> **QUOTED TEXT**:
>> begin

Now you can get a Coke almost anywhere in the world, from Atlanta to Djibouti, always in that trademarked contour shape. It’s used in recipes (a delicious cake, for example) and makes a delicious float. All right, I’m sure there are other things it’s used in besides desserts, but it seems my sweet tooth is particularly active today.

Oh, speaking of teeth. There’s another rumor on Snopes.com that says “A tooth left in a glass of Coca-Cola will dissolve overnight.” Curses, also FALSE. Why are the really good stories never true?

Travel: Blue Ridge Parkway

uploaded by sebastien.mamy

uploaded by sebastien.mamy

Now, this is what a stimulus project is supposed to be. Authorized by Congress during the Great Depression, much of the early work on the Blue Ridge Parkway was completed by New Deal Agencies. The Works Progress Administration, the Emergency Relief Administration, and the Civilian Conservation Corps all took part in construction and landscaping.

>> end

> **WHAT IS ASKED**: Write the next part of the blog post about Coca-Cola and the Blue Ridge Parkway, picking up right after its last sentence. The records that come after this text are separate material and are not part of it.

> **EXTRACTED ENTRIES**:

>> begin

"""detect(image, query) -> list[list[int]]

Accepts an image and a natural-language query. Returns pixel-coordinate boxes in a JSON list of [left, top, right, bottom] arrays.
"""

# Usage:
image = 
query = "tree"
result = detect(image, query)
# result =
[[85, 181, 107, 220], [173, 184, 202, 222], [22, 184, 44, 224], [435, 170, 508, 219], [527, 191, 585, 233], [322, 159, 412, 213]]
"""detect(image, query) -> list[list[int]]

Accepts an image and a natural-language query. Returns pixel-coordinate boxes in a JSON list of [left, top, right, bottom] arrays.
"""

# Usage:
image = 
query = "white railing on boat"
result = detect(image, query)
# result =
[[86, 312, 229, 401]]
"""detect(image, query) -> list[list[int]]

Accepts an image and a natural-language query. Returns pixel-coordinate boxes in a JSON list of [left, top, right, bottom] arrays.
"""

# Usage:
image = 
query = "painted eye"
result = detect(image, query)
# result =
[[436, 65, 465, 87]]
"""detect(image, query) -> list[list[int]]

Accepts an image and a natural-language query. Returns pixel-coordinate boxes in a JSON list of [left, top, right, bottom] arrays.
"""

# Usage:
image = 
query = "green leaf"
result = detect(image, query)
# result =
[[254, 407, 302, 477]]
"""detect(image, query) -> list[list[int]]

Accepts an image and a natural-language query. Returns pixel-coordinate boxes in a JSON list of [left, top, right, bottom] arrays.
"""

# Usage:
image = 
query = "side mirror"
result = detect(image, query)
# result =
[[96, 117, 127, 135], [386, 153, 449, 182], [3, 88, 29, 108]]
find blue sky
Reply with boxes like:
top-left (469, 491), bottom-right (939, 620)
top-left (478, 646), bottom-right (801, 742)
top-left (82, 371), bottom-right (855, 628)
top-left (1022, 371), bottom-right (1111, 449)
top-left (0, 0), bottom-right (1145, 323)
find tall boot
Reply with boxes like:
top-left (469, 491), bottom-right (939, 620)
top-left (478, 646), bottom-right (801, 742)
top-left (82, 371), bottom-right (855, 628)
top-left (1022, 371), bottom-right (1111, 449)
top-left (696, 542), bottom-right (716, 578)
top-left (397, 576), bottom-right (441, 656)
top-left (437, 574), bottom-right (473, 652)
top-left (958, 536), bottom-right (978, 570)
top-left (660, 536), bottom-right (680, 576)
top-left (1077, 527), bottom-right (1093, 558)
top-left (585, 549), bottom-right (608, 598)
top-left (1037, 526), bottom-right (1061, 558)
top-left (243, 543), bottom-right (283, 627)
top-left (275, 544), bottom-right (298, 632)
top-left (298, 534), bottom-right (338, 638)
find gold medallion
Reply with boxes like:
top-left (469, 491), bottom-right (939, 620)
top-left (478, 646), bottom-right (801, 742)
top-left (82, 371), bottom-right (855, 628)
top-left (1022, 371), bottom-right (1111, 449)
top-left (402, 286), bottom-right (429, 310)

>> end

> **EXERCISE OUTPUT**:
uploaded by StevenLPierce

uploaded by StevenLPierce

Although the work began in 1935, the full 469 miles weren’t completed for 52 years. The last stretch to be finished was near Grandfather Mountain, North Carolina. Now the Parkway takes you from the southern end of the Skyline Drive through Virginia and North Carolina to Cherokee in the Great Smoky Mountains.

Or at least, you can drive the full route in warmer months. Because of the altitude and frequent ice and snow, much of the Parkway is closed for extended periods during the winter.

Dogwoods and wildflowers bring the roadside to life in spring, but the most popular time of year, of course, is fall. One of the most beautiful and inspiring outings a family can enjoy is a drive along the Parkway to view the breathtaking fall colors. From late September through early November, this National Park Service property is more than a Great American Thing; it’s a national treasure.

Music: Cole Porter

Uploaded by peterstoffers.com

Uploaded by peterstoffers.com

They had to invent a term to accommodate Porter’s contributions to the popular music canon: The Great American Songbook. Of course, there are other composers and songwriters represented, but when you look at all the great songs Porter penned, his impact on our shared culture is staggering.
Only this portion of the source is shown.